### O QUE PRODUZIR
Retome o trecho sobre capitalismo e apropriação direta de terras logo após a última frase e dê continuidade a ele.

### TRECHO DO DOCUMENTO
Durante os Trinta Gloriosos e o período neoliberal, houve trocas claramente desiguais em todo o planeta. Mas foram as relações de mercado que predominaram. Tomemos o caso da terra. No mundo liberal, este ativo é como líquido. Os preços são fixados e cada Estado compra, no mercado mundial, o que não tem para consumo da sua população. Este é o modelo centrado na OMC.
Desde os distúrbios alimentares de 2007-2008, e novamente após a pandemia da Covid, algo diferente está acontecendo: uma apropriação direta de terras, sobretudo por parte de empresas estatais dos Emirados Árabes Unidos e da China, mas também por empresas estadunidenses e holandesas. Elas compram a terra, fornecem insumos e sementes e se apropriam das colheitas sem intermediários ou preços de mercado. Algo semelhante acontece com os recursos minerais e pesqueiros.
Em termos mais gerais, chama a atenção o crescimento, tanto na esfera intelectual como empresarial, da ideia de que o capitalismo é um jogo de soma zero. Escritores críticos como Dylan Riley e Robert Brenner desenvolveram recentemente esta ideia na New Left Review, mas como historiador, podemos encontrar ecos disso no século XVII, quando os primeiros pensadores do capitalismo explicaram que nem todos no mundo podiam participar dos grandes mercados têxteis.
O capitalismo finito do século XXI tem uma qualidade especial em comparação com fases anteriores deste tipo? Poderíamos imaginar um retorno quase tranquilizador, mas o sistema capitalista está envelhecendo.

### CONJUNTO DE REGISTROS

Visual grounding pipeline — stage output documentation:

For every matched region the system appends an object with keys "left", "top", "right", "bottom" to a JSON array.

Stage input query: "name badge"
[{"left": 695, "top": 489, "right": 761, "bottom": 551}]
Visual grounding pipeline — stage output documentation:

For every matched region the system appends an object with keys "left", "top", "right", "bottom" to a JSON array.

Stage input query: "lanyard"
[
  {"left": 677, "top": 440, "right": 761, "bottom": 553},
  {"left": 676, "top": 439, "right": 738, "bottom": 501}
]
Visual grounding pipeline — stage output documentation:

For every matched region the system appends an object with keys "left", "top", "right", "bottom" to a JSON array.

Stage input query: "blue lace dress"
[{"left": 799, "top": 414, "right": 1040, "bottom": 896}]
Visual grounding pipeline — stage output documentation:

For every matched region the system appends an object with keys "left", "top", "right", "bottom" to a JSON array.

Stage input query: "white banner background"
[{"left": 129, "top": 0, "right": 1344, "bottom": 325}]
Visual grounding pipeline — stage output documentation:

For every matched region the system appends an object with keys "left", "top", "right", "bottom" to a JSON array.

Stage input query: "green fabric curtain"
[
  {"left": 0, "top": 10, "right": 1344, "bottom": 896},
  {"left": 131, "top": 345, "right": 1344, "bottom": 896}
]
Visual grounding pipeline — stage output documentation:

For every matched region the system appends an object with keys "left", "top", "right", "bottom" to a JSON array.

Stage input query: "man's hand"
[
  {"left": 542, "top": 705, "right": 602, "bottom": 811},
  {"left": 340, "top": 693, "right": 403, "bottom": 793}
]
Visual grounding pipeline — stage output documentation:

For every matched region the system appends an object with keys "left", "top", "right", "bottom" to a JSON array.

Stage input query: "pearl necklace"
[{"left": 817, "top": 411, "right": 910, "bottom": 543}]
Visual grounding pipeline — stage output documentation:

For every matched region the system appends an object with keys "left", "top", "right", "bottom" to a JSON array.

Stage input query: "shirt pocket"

### RESPOSTA ESCRITA
Temos um novo problema. A finitude do mundo é, sem dúvida, a finitude dos recursos naturais e a saturação do mercado mundial: a finitude da velha escola, por assim dizer. Mas é também o fato de que, para alcançar uma transição energética que evite mudanças climáticas desastrosas, precisamos de enormes quantidades de minerais e metais. O planeta é duplamente finito: precisamos de recursos para manter o capitalismo fóssil, mas também para fazer a transição. Não vejo como isso não causará grandes conflitos.
Para você, o “mundo confiscado” segue sendo um mundo capitalista, onde o problema é o imperativo da acumulação, seja feita ou não com energia de carbono. Então, opõe-se a teses como as de Yánis Varoufákis ou Cédric Durand, que falam da emergência de um “tecnofeudalismo” em vez do capitalismo?
Eu não concordo com esse termo. O feudalismo implica uma relação mais política do que econômica, um poder baseado em hierarquias extraeconômicas, justificadas de forma teológica ou tradicional. Mas continuamos num sistema em que a relação de dominação se baseia no dinheiro, em benefício dos capitalistas.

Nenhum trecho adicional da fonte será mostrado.